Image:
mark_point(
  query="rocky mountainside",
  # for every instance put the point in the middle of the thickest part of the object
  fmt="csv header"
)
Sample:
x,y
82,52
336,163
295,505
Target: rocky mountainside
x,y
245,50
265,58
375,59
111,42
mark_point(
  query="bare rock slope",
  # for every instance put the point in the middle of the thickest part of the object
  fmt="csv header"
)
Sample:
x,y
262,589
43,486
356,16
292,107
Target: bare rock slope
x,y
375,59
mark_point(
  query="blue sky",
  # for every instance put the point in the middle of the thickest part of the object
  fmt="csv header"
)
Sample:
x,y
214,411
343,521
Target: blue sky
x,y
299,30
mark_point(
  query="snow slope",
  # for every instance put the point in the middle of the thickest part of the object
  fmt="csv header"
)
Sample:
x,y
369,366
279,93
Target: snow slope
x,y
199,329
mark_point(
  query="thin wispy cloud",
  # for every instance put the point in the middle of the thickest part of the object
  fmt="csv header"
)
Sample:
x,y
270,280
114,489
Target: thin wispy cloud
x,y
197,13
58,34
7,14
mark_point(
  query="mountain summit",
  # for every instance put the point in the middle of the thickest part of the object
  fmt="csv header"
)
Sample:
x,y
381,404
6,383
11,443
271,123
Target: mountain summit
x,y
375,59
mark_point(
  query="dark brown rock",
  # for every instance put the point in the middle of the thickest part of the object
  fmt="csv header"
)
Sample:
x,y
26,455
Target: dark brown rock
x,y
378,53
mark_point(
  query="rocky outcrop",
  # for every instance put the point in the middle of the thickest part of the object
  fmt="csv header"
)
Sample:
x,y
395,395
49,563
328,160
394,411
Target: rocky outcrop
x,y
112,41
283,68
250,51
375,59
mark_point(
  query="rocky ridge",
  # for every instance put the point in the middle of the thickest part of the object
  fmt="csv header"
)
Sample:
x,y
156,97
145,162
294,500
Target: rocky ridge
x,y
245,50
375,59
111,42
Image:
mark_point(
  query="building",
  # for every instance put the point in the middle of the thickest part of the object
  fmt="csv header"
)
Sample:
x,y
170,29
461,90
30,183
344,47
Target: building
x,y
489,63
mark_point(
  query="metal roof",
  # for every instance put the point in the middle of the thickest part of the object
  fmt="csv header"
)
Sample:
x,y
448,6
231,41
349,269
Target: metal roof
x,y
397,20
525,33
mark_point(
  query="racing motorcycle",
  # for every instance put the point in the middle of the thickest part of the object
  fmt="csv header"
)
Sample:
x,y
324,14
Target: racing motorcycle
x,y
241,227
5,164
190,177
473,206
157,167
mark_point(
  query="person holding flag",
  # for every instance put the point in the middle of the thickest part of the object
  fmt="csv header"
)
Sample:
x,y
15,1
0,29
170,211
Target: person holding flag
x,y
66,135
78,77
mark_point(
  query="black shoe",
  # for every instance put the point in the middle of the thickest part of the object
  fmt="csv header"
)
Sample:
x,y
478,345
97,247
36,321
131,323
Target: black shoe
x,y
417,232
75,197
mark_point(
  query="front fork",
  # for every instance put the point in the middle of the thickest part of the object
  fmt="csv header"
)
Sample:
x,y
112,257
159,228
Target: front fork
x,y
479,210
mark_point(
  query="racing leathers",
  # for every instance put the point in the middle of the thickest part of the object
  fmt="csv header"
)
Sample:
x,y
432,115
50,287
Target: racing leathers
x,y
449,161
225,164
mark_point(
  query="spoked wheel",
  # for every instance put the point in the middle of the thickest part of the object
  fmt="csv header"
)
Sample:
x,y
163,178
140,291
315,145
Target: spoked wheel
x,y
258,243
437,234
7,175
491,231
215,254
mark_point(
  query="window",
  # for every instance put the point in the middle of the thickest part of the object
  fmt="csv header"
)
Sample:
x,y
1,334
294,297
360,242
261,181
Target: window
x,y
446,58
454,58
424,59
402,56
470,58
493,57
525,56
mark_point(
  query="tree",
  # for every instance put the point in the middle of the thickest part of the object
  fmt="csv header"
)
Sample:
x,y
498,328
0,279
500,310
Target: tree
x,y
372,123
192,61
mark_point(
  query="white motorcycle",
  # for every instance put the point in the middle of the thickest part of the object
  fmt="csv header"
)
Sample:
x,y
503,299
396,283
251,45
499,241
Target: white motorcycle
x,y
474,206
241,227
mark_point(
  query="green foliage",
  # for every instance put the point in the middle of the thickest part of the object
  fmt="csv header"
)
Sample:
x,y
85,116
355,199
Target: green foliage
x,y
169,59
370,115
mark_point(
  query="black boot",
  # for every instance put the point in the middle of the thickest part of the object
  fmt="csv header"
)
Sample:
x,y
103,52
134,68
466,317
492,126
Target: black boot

-.-.-

**Task instructions:** Repeat the material exactly, please, so that each line matches its source.

**Exercise result:**
Image:
mark_point(
  query="rocky mountainside",
  # for every instance put the point in the middle of the thickest part of the object
  fmt="csv header"
)
Sample:
x,y
82,52
336,163
295,505
Target: rocky mountainside
x,y
245,50
265,58
375,59
111,42
mark_point(
  query="bare rock slope",
  # for every instance put the point in the middle of the thickest part of the object
  fmt="csv header"
)
Sample:
x,y
262,589
43,486
356,16
292,107
Target: bare rock slope
x,y
375,59
mark_point(
  query="blue sky",
  # for every instance put the point in the middle of the thickest part of the object
  fmt="csv header"
)
Sample:
x,y
214,411
343,521
Target: blue sky
x,y
299,30
mark_point(
  query="snow slope",
  # for every instance put the point in the middle of the thickest part of the object
  fmt="csv header"
)
Sample:
x,y
369,366
279,93
Target: snow slope
x,y
199,329
mark_point(
  query="thin wispy cloud",
  # for every instance put the point in the middle of the thickest part of the object
  fmt="csv header"
)
Sample:
x,y
270,280
114,489
Target: thin wispy cloud
x,y
197,13
58,34
7,14
mark_point(
  query="mountain summit",
  # for every instance put the point in the middle of the thickest part of the object
  fmt="csv header"
)
Sample:
x,y
381,404
6,383
11,443
271,123
Target: mountain summit
x,y
375,59
mark_point(
  query="dark brown rock",
  # for every instance put the point in the middle of the thickest part of the object
  fmt="csv header"
)
Sample:
x,y
26,455
Target: dark brown rock
x,y
378,53
mark_point(
  query="rocky outcrop",
  # for every instance put the point in the middle of the thickest part of the object
  fmt="csv header"
)
Sample:
x,y
395,395
49,563
328,160
394,411
Target: rocky outcrop
x,y
112,41
283,68
250,51
375,59
mark_point(
  query="rocky ridge",
  # for every instance put the point in the middle of the thickest part of the object
  fmt="csv header"
)
Sample:
x,y
156,97
145,162
294,500
Target: rocky ridge
x,y
245,50
375,59
111,42
Image:
mark_point(
  query="building",
  # for every instance put the point in the middle of the thickest part of the object
  fmt="csv header"
)
Sample:
x,y
170,29
461,90
30,183
344,47
Target: building
x,y
489,63
mark_point(
  query="metal roof",
  # for every instance put the point in the middle of the thickest part of the object
  fmt="csv header"
)
Sample:
x,y
448,6
231,41
349,269
Target: metal roof
x,y
397,20
525,33
mark_point(
  query="racing motorcycle",
  # for every instance put the point in the middle of the thickest part of the object
  fmt="csv header"
)
Sample:
x,y
324,14
Target: racing motorcycle
x,y
241,227
5,164
190,177
473,206
157,167
mark_point(
  query="person holding flag",
  # for every instance put the point in the middle of the thickest part of the object
  fmt="csv header"
)
Sample:
x,y
15,1
0,29
170,211
Target: person holding flag
x,y
66,135
78,77
mark_point(
  query="black shoe",
  # for every instance put the point in the middle of the thickest part of the object
  fmt="csv header"
)
Sample:
x,y
478,345
97,247
36,321
131,323
Target: black shoe
x,y
417,232
75,197
mark_point(
  query="front fork",
  # for every instance put the point in the middle of the thickest part of the object
  fmt="csv header"
)
Sample:
x,y
112,257
159,228
Target: front fork
x,y
479,210
mark_point(
  query="racing leathers",
  # for every instance put the point in the middle of the thickest part of the object
  fmt="csv header"
)
Sample:
x,y
432,115
50,287
Target: racing leathers
x,y
449,161
225,164
mark_point(
  query="spoked wheel",
  # for every instance put the point in the middle of the thickest part of the object
  fmt="csv header"
)
Sample:
x,y
163,178
140,291
315,145
Target: spoked wheel
x,y
258,243
437,234
7,175
491,231
215,254
mark_point(
  query="window",
  # for every instance put the point in the middle of the thickest part of the object
  fmt="csv header"
)
Sample:
x,y
1,334
294,297
360,242
261,181
Target: window
x,y
446,58
454,58
424,59
402,56
470,58
493,57
525,56
mark_point(
  query="tree",
  # for every instance put the point in the middle of the thickest part of the object
  fmt="csv header"
)
Sample:
x,y
498,328
0,279
500,310
Target: tree
x,y
372,123
192,61
mark_point(
  query="white motorcycle",
  # for every instance put the point in the middle of the thickest part of the object
  fmt="csv header"
)
Sample:
x,y
503,299
396,283
251,45
499,241
Target: white motorcycle
x,y
474,206
241,227
mark_point(
  query="green foliage",
  # for every instance put the point in the middle of the thickest part of the object
  fmt="csv header"
)
Sample:
x,y
85,116
355,199
Target: green foliage
x,y
169,59
370,115
mark_point(
  query="black boot",
  # for every instance put the point in the middle of the thickest part of the object
  fmt="csv header"
)
Sample:
x,y
103,52
134,68
466,317
492,126
Target: black boot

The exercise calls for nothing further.